EXTRAIT PRÉSENTÉ:
╭──

La lecture de ces décisions laisse penser qu’il s’agit de décisions de principe, qui trouveraient à s’appliquer de la même façon pour des SELs de médecins ou des SELs de biologistes (i.e., conclusion sur l’absence de contrôle effectif), compte tenu du fait que les règles applicables sont relativement similaires et que l’esprit des textes est le même.

b. Enfin, et cela était attendu, le Conseil d'État rappelle dans sa décision n°455961 – Univetis, que pour être inscrite au tableau de l’Ordre des vétérinaires, « une société d'exercice libéral ayant pour objet l’exercice en commun de la médecine et de la chirurgie des animaux doit notamment justifier que plus de la moitié de son capital social est détenue, directement ou indirectement par l'intermédiaire des sociétés inscrites au tableau de l’ordre, par des vétérinaires qui exercent la médecine et la chirurgie des animaux en son sein ». En l’espèce, les vétérinaires détenant indirectement (via la SPFPL) plus de la moitié du capital et des droits de vote de la SEL Univetis n’exerçaient pas la médecine et la chirurgie des animaux au sein de la SEL Univetis, le Conseil d’État a naturellement confirmé la décision du Conseil national de l’Ordre des vétérinaires de radiation de cette société. 

IV. Apport quant aux conflits d’intérêts prohibés

Le Conseil d’État rappelle qu’il résulte des dispositions des a) et b) du 2° du II de l’article L. 241-17 du code rural et de la pêche maritime que la « détention, directe ou indirecte», de parts ou d’actions du capital social de sociétés vétérinaires est interdite aux personnes physiques ou morales qui, n’exerçant pas la profession de vétérinaire, « fournissent des services, produits ou matériels utilisés à l’occasion de l’exercice professionnel vétérinaire» ou qui exercent, à titre professionnel ou conformément à leur objet social, « une activité́ d’élevage, de production ou de cession, à titre gratuit ou onéreux, d’animaux ou de transformation des produits animaux ».

╰──

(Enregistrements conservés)
╭──

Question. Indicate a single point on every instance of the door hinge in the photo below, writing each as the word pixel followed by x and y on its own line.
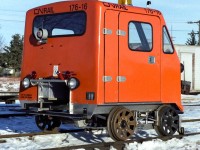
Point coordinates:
pixel 107 78
pixel 121 78
pixel 121 32
pixel 107 31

╰──

TÂCHE À RÉALISER 1:
Dans l'extrait sur les sociétés vétérinaires, reformulez sous forme de liste le paragraphe qui commence par « Le Conseil d'État rappelle qu'il résulte », sans perdre ses faits essentiels.
TÂCHE À RÉALISER 2:
Prolongez l'extrait sur les sociétés vétérinaires en reprenant après sa dernière phrase.

RÉPONSE RÉDIGÉE 1:
- Source : les a) et b) du 2° du II de l'article L. 241-17 du code rural et de la pêche maritime, rappelés par le Conseil d'État.
- Interdiction : la détention, directe ou indirecte, de parts ou d'actions du capital social de sociétés vétérinaires.
- Personnes visées :
  - les personnes physiques ou morales qui, sans exercer la profession de vétérinaire, fournissent des services, produits ou matériels utilisés lors de l'exercice professionnel vétérinaire ;
  - celles qui exercent, à titre professionnel ou selon leur objet social, une activité d'élevage, de production ou de cession d'animaux, à titre gratuit ou onéreux, ou de transformation des produits animaux.

RÉPONSE RÉDIGÉE 2:
Il ajoute également que l’interdiction ci-dessus ne s’applique que pour autant que lesdites personnes possèdent, du fait de telles activités, des intérêts susceptibles d’influencer l’exercice, par les vétérinaires, de la médecine et de la chirurgie des animaux et, ce faisant, d’affecter le respect de leurs obligations déontologiques. La portée de cette précision – laquelle ne figure pas à strictement parler dans les textes – restera toutefois à clarifier.

Le Conseil d’Etat rappelle que tel n’est pas le cas d’une société qui ne fournit que des services de gestion (assistance comptable, financière, ressources humaines, juridique et administrative ainsi que de marketing et de négociation de prix, opérations financières, commerciales et immobilières) – de tels services supports ne pouvant être regardés comme « utilisés à l’occasion de l’exercice professionnel vétérinaire », de telle sorte que l’associé non professionnel (la société AniCura AB – décision Norvet et Clinique vétérinaire Saint-Roch – ou la société IVC Evidensia France – décision Oncovet) ne doit pas être considéré à ce titre comme un associé interdit.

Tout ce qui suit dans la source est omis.